(Data records)

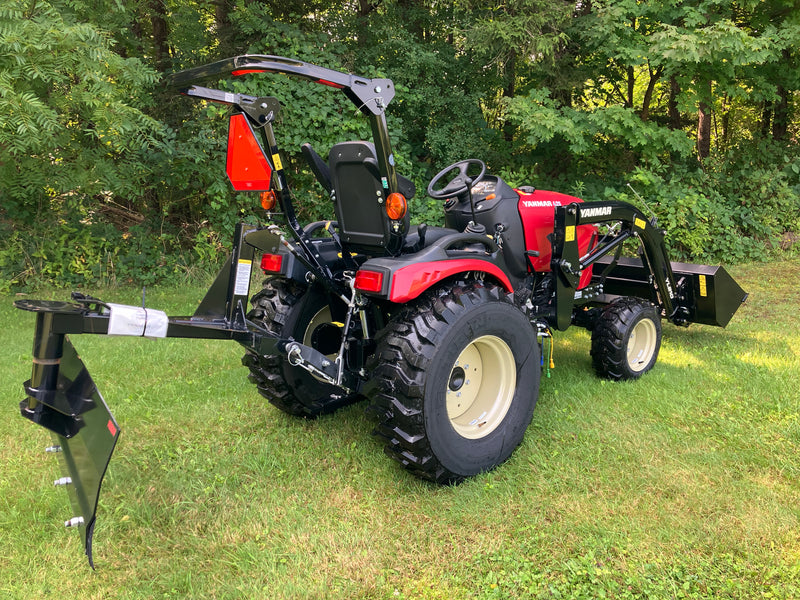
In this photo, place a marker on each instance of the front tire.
(455, 381)
(626, 339)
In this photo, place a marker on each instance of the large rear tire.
(290, 309)
(455, 381)
(626, 339)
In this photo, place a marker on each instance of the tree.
(73, 123)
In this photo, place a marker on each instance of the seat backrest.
(359, 199)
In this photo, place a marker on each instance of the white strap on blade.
(137, 321)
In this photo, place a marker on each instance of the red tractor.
(444, 330)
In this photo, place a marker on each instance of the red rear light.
(396, 206)
(247, 167)
(369, 281)
(268, 200)
(271, 263)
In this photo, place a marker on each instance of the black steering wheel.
(461, 183)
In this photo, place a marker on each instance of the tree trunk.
(158, 19)
(648, 93)
(672, 105)
(704, 122)
(766, 118)
(780, 117)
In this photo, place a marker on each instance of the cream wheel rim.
(481, 386)
(641, 345)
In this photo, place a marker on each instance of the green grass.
(685, 484)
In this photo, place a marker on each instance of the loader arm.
(656, 276)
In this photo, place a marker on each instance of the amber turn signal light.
(396, 206)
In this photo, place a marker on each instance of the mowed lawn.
(685, 484)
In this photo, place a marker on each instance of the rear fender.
(407, 277)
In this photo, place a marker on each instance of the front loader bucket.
(63, 399)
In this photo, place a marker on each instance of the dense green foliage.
(106, 176)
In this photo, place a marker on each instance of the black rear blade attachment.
(63, 398)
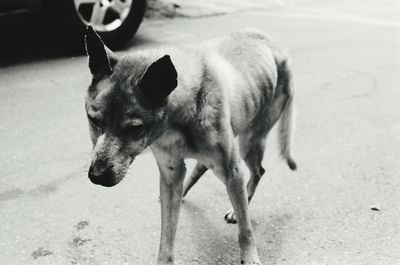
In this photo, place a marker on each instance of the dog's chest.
(175, 143)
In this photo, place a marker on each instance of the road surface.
(341, 207)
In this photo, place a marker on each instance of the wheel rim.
(103, 15)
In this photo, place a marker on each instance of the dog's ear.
(101, 59)
(159, 80)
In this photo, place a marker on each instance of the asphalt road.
(341, 207)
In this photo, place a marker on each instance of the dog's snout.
(103, 176)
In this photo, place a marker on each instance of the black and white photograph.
(189, 132)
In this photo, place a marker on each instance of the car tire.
(67, 22)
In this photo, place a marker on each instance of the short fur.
(215, 102)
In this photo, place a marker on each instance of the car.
(116, 21)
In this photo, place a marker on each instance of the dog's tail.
(286, 125)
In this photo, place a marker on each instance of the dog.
(214, 102)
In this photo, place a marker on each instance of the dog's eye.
(135, 128)
(94, 121)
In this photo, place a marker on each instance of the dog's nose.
(103, 177)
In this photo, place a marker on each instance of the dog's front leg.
(172, 174)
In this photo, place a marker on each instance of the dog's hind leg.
(197, 172)
(229, 169)
(252, 151)
(172, 174)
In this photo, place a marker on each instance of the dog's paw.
(230, 217)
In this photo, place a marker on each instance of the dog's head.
(125, 106)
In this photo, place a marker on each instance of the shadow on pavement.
(27, 40)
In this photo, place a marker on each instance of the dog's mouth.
(111, 176)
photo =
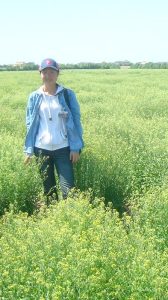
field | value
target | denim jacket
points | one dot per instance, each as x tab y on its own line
73	123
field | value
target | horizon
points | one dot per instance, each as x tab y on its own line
96	31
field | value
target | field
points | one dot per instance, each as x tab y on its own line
81	248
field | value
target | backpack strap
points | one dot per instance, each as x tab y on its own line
66	96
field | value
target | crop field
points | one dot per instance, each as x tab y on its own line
109	239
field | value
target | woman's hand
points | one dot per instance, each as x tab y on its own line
27	160
74	156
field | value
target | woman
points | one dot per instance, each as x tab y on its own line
54	131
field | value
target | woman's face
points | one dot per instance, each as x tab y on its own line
49	75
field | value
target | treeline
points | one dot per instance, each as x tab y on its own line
89	65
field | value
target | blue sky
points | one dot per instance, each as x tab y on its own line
73	31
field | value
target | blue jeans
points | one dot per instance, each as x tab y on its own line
59	160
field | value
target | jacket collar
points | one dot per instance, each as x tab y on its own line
59	89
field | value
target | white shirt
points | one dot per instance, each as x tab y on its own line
52	134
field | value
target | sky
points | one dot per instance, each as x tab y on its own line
74	31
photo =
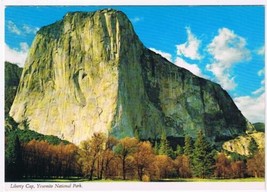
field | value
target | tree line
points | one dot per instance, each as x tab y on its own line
105	157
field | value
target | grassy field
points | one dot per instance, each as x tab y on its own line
165	180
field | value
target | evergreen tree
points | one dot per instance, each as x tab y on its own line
136	134
13	159
253	147
179	150
164	147
202	160
156	148
188	146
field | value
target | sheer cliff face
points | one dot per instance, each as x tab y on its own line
89	72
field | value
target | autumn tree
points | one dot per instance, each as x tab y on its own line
202	160
182	166
143	157
238	169
165	166
252	147
188	146
108	156
126	147
179	150
164	146
90	151
256	165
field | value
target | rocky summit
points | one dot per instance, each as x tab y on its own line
89	72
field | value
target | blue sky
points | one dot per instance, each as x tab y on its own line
222	43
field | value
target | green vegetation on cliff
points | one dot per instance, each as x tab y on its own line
12	77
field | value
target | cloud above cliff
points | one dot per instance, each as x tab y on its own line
227	49
190	48
17	56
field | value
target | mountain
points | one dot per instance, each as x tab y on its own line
12	77
260	127
89	72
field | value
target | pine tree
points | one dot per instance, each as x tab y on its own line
164	147
179	150
202	159
156	148
188	146
13	159
253	147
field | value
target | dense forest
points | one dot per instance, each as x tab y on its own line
31	155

### TASK REQUIREMENTS
Without altering anything, output all the lines above but none of the images.

### RESPONSE TO THE EXERCISE
In this photo, place a marker on each instance of the front tire.
(455, 381)
(626, 339)
In this photo, place a marker on each instance of the large rear tire.
(290, 309)
(455, 381)
(626, 339)
In this photo, place a marker on each instance of the tree.
(73, 123)
In this photo, place a marker on each instance of the seat backrest.
(359, 199)
In this photo, place a marker on each instance of the white strap on blade.
(137, 321)
In this photo, place a marker on each instance of the red tractor.
(444, 330)
In this photo, place a marker on each instance of the red rear light.
(396, 206)
(247, 167)
(369, 281)
(268, 200)
(271, 263)
In this photo, place a marker on each instance of the black steering wheel.
(461, 183)
In this photo, place a marker on each instance of the tree trunk.
(158, 19)
(648, 93)
(672, 105)
(704, 122)
(766, 118)
(780, 117)
In this photo, place a marker on each instance of the cream wheel rim.
(481, 386)
(641, 345)
In this photo, place a marker on each instance of the green grass.
(685, 484)
In this photo, place a marker on each instance of the loader arm.
(656, 276)
In this photo, place a marker on each instance of the amber turn signal light.
(396, 206)
In this photo, place a marker on each instance of the mowed lawn.
(685, 484)
In this photo, place a marker on each instance of the rear fender.
(407, 277)
In this photo, place a marker on each instance of the front loader bucket.
(63, 399)
In this photo, place a marker on each instance of the dense green foliage.
(106, 176)
In this photo, place a marker on each instance of the black rear blade attachment.
(63, 398)
In this photo, place a marker on each instance of the dog's chest.
(175, 143)
In this photo, place a marker on each instance of the road surface.
(341, 207)
In this photo, place a marker on each instance of the wheel rim.
(103, 15)
In this photo, place a marker on each instance of the dog's ear.
(101, 59)
(159, 80)
In this photo, place a marker on each instance of the asphalt road.
(341, 207)
In this photo, place a marker on each instance of the dog's snout.
(103, 176)
In this photo, place a marker on each instance of the black and white photograph.
(189, 132)
In this photo, place a marker on each instance of the car tire.
(67, 22)
In this photo, place a marker on each instance of the short fur.
(215, 102)
In this photo, place a marker on each instance of the car.
(116, 21)
In this photo, place a marker on each instance of the dog's tail.
(286, 125)
In this photo, place a marker on each instance of the dog.
(214, 102)
In this photo, place a marker on each instance of the dog's eye.
(135, 128)
(94, 121)
In this photo, place a marker on each instance of the dog's nose.
(103, 177)
In this photo, place a marker on each instance of the dog's front leg.
(172, 174)
In this photo, place a marker on each instance of the dog's hind leg.
(197, 172)
(229, 169)
(252, 151)
(172, 174)
In this photo, place a marker on each instance of the dog's paw.
(230, 217)
In this photo, place a marker on each instance of the dog's head.
(125, 106)
In this photo, place a marker on each instance of the shadow on pavement.
(27, 40)
In this photo, place a marker on each instance of the dog's mouth.
(111, 176)
photo =
field | value
target | denim jacket
points | one dot per instance, each as x tab y on its own line
73	123
field | value
target | horizon
points | one dot per instance, each as x tab y on its own line
96	31
field | value
target | field
points | one dot per instance, each as x tab y on its own line
81	248
field | value
target | backpack strap
points | one dot per instance, each as x tab y on its own line
66	96
field | value
target | crop field
points | one dot per instance, each as x tab y on its own line
109	239
field | value
target | woman's hand
points | one dot per instance, each as x tab y on its own line
27	160
74	156
field | value
target | woman
points | one dot per instance, each as x tab y on its own line
54	131
field | value
target | woman's face
points | one dot per instance, each as x tab y on its own line
49	75
field | value
target | treeline
points | one dot per instance, each as x tab y on its own line
89	65
field | value
target | blue sky
points | one dot per instance, each as x tab y on its own line
73	31
field | value
target | blue jeans
points | one dot per instance, each as x tab y on its own line
59	160
field | value
target | jacket collar
points | one dot per instance, each as x tab y on its own line
59	89
field | value
target | white shirt
points | one dot per instance, each as x tab y on its own line
52	134
field | value
target | sky
points | one dot per instance, each as x tab y on its own line
74	31
photo =
field | value
target | tree line
points | one dot per instance, each as x tab y on its own line
105	157
field | value
target | grassy field
points | one dot per instance, each as x tab y on its own line
165	180
field | value
target | evergreen tree
points | one dot per instance, each as x tab y on its own line
136	134
13	159
253	147
179	150
164	147
202	160
156	148
188	146
field | value
target | sheer cliff face
points | one dot per instance, each as x tab y on its own line
89	72
field | value
target | autumn tree
points | one dot per instance, each as x tab y on its own line
202	160
182	166
143	157
238	169
165	166
252	147
188	146
108	156
126	147
179	150
164	146
90	151
256	165
field | value
target | rocky summit
points | one dot per instance, each as x tab y on its own line
89	72
field | value
target | blue sky
points | one dot per instance, each as x tab y on its own line
222	43
field | value
target | green vegetation on cliff
points | one dot per instance, each as x tab y on its own line
12	77
field | value
target | cloud above cliff
points | one dot per instance, each as x tab y on its own line
227	49
190	48
17	56
field | value
target | mountain
points | one dot per instance, each as x tab y on its own line
12	77
260	127
89	72
field | value
target | pine tree
points | one dot per instance, each as x tab y on its own line
164	147
179	150
202	159
156	148
188	146
13	159
253	147
field | value
target | dense forest
points | one dot per instance, each as x tab y on its own line
31	155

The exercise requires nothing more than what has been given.